- **YOUR TASK**:
Render every line of the material below as a Markdown table with the columns Row and Line, numbering each row and omitting blank lines.

- **RECORDS FOR THE EXERCISE**:
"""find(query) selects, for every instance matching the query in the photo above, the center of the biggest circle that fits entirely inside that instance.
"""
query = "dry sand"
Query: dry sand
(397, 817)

- **FULL SOLUTION**:
| Row | Line |
|---|---|
| 1 | """find(query) selects, for every instance matching the query in the photo above, the center of the biggest circle that fits entirely inside that instance. |
| 2 | """ |
| 3 | query = "dry sand" |
| 4 | Query: dry sand |
| 5 | (397, 817) |